# SG1 Hexe & others @ MidEast Regional Championship



## wolfstraum (May 2, 2003)

Congratulations and thanks to Kristi H. and handler Samantha P for yesterday's SG1 placement in the 12-18 month female class!!!

Also saw 5 (6) progeny of SG Blackwolf v Wolfstraum, Schh3, KKL - not sure of all the placings, but the SG2 and SG3 females behind Hexe were Wolf's progeny as well. 

Kristi and Sam both help out and learn show handling at Keystone-Buckeye, Kirchenwald Kennels, and Hexe was well presented in the ring and cheered on by the whole VA Gorbi team who were there to see Gorbi get the Regional Sieger at this show. Also in VP1 was a gorgeous Alta Tollhaus girl by Gorbi - Fenja! One of my favorite F names, this girl was striking and stood out in her class









Thanks and Congratulations to Kristi!

Lee


----------



## Amaruq (Aug 29, 2001)

*Re: SG1 Hexe & others @ MidEast Regional Championship*








Kristi, Hexe and Lee!!


----------



## lhczth (Apr 5, 2000)

*Re: SG1 Hexe & others @ MidEast Regional Championship*


----------



## Deejays_Owner (Oct 5, 2005)

*Re: SG1 Hexe & others @ MidEast Regional Championship*


----------



## Barb E (Jun 6, 2004)

*Re: SG1 Hexe & others @ MidEast Regional Championship*

Congrats Lee and Kristi!!!!

Sounds like a nice showing for the Wolfstraum kennel!


----------



## Lynn_P (Mar 17, 2004)

*Re: SG1 Hexe & others @ MidEast Regional Championship*

AWESOME Lee & Kristi (and of course Hexe).. we need to get you two down here for some training after the Nationals. Congratulations.


----------



## Liesje (Mar 4, 2007)

*Re: SG1 Hexe & others @ MidEast Regional Championship*

Congrats! Fenja is a Kira pup, no? How did Roman (Franziskaner) do?


----------



## wolfstraum (May 2, 2003)

*Re: SG1 Hexe & others @ MidEast Regional Championship*

Thanks all......

Not sure how the male pup did - I didn't have a catalog to mark. Fenja was very cute !

Lee


----------



## mnm (Jan 9, 2006)

*Re: SG1 Hexe & others @ MidEast Regional Championship*








Kristi, Hexe and Lee


----------



## Kayos and Havoc (Oct 17, 2002)

*Re: SG1 Hexe & others @ MidEast Regional Championship*

Congrats!!!!! Sound like it was a good day!


----------



## G-burg (Nov 10, 2002)

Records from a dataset

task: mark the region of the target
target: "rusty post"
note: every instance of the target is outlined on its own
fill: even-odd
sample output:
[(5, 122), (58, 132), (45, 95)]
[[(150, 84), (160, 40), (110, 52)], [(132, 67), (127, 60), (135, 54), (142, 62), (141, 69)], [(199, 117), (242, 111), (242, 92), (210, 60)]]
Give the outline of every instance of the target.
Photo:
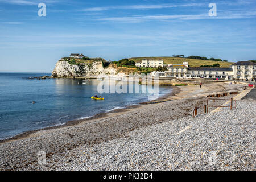
[(207, 100), (207, 114), (208, 114), (208, 100)]
[(195, 107), (195, 116), (197, 115), (197, 107)]
[(233, 98), (231, 98), (230, 109), (233, 109)]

OBJECTIVE 1
In the dog show thread, in which class did Hexe earn her SG1 placement?
OBJECTIVE 2
How many lines of the listing contain the word "instance"? Case counts. Give only the number.

FULL OUTPUT 1
The 12-18 month female class.

FULL OUTPUT 2
2